** Begin Stored records **
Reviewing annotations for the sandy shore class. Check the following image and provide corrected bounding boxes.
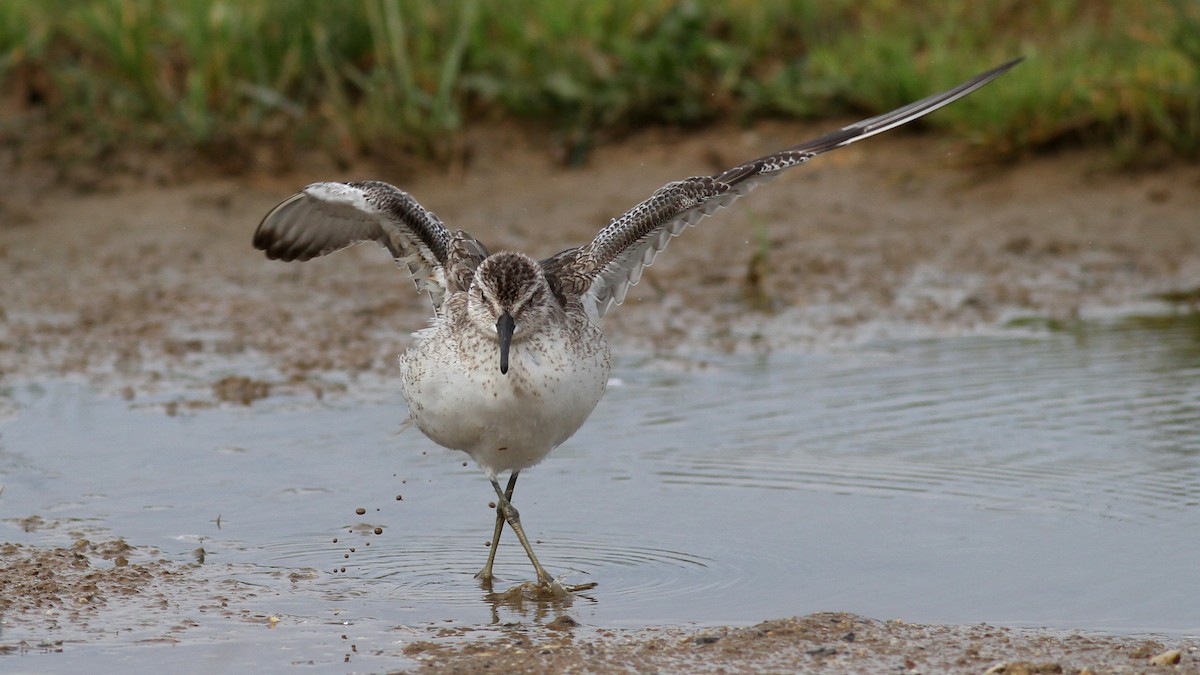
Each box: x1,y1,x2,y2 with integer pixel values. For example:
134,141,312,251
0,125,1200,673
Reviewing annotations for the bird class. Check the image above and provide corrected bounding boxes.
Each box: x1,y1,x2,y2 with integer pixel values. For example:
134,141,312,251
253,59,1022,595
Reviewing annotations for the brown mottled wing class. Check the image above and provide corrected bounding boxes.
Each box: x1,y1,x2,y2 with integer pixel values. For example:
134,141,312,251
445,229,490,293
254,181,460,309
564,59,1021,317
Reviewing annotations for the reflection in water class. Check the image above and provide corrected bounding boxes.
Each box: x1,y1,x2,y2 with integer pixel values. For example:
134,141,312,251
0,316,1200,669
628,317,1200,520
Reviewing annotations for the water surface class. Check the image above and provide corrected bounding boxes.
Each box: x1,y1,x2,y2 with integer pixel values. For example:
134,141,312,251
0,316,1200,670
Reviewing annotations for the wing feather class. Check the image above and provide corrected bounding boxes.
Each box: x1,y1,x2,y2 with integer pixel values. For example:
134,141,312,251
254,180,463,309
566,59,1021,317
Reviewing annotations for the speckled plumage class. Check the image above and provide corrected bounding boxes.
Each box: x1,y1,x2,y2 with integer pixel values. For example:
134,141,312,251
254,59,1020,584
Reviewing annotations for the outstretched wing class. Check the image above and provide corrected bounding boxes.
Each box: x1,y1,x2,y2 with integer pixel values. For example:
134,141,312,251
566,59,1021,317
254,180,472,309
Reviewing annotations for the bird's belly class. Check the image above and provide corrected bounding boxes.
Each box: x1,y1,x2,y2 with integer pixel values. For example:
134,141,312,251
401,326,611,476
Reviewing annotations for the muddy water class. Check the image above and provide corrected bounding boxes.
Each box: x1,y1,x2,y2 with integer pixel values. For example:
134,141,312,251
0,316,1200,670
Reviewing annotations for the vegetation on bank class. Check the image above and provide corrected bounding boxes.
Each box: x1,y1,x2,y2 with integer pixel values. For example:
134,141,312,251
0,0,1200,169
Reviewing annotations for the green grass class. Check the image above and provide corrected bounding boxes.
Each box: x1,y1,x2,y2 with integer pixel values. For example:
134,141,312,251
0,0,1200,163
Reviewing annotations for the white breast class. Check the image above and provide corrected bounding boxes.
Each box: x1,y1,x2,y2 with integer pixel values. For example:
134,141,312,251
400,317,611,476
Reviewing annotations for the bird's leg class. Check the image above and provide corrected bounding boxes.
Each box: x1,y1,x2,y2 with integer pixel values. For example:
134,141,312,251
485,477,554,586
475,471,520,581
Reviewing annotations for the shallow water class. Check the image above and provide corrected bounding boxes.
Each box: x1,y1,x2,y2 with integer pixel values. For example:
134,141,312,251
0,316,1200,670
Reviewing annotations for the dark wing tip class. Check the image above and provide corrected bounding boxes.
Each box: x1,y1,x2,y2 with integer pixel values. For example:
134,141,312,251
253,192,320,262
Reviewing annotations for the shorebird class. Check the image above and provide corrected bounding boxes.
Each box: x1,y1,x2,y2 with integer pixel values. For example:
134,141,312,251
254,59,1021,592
** End Stored records **
Copy the items above word for word, from the line with "Reviewing annotations for the wing" through the line with "253,192,320,262", including both of those lines.

Reviewing annotations for the wing feather class. Check the image above and provide corrected bounding boxes.
Each box: x1,y1,x2,y2 with integer pixel values. For example:
134,141,312,251
254,180,463,309
566,59,1021,317
Reviewing annotations for the speckled plumage class. Check the image above and provide corrected bounding boxes.
Each box: x1,y1,x2,y2 with integer pixel values. For example:
134,141,312,251
254,59,1020,584
Reviewing annotations for the outstretched wing class. Check the image above and provide corrected bounding boxes.
Each box: x1,y1,x2,y2 with integer pixel values. For example:
134,141,312,251
566,59,1021,317
254,180,472,309
Reviewing annotations for the bird's belly class. Check the image above and provide corrected bounding boxes.
Each box: x1,y1,x2,y2 with integer pixel values. For example:
134,141,312,251
401,326,611,476
Reviewing annotations for the muddy water class. Check the image above and provide corrected bounding boxes.
Each box: x1,y1,x2,y2 with integer pixel values. For example:
134,141,312,251
0,316,1200,670
Reviewing annotations for the vegetation on bank class. Check the image above and provide corrected bounding boxes.
Each box: x1,y1,x2,y2 with integer pixel values. For example:
134,141,312,251
0,0,1200,169
Reviewing annotations for the green grass class. Check the image above and provide corrected bounding boxes.
Each box: x1,y1,x2,y2 with integer pixel values. For example:
134,141,312,251
0,0,1200,163
Reviewing annotations for the white breast class. Check the image above and provide corrected bounding boxes.
Each box: x1,y1,x2,y2 with integer pixel values. For example:
134,141,312,251
400,317,611,476
Reviewing annotations for the bird's leg class. Check the image above and provide corrected bounding boxes.
Each box: x1,y1,x2,y2 with integer pixel values. For example:
134,141,312,251
485,477,554,586
475,471,520,581
Reviewing annotations for the shallow water class. Check the image above and provide corrected bounding boxes.
Each box: x1,y1,x2,y2 with integer pixel values. For example:
134,141,312,251
0,316,1200,670
Reviewing annotations for the dark wing tip class. Check the image above and provide corrected bounding boxes.
Each box: x1,y1,x2,y2 with integer pixel values. For example:
134,141,312,251
253,192,320,262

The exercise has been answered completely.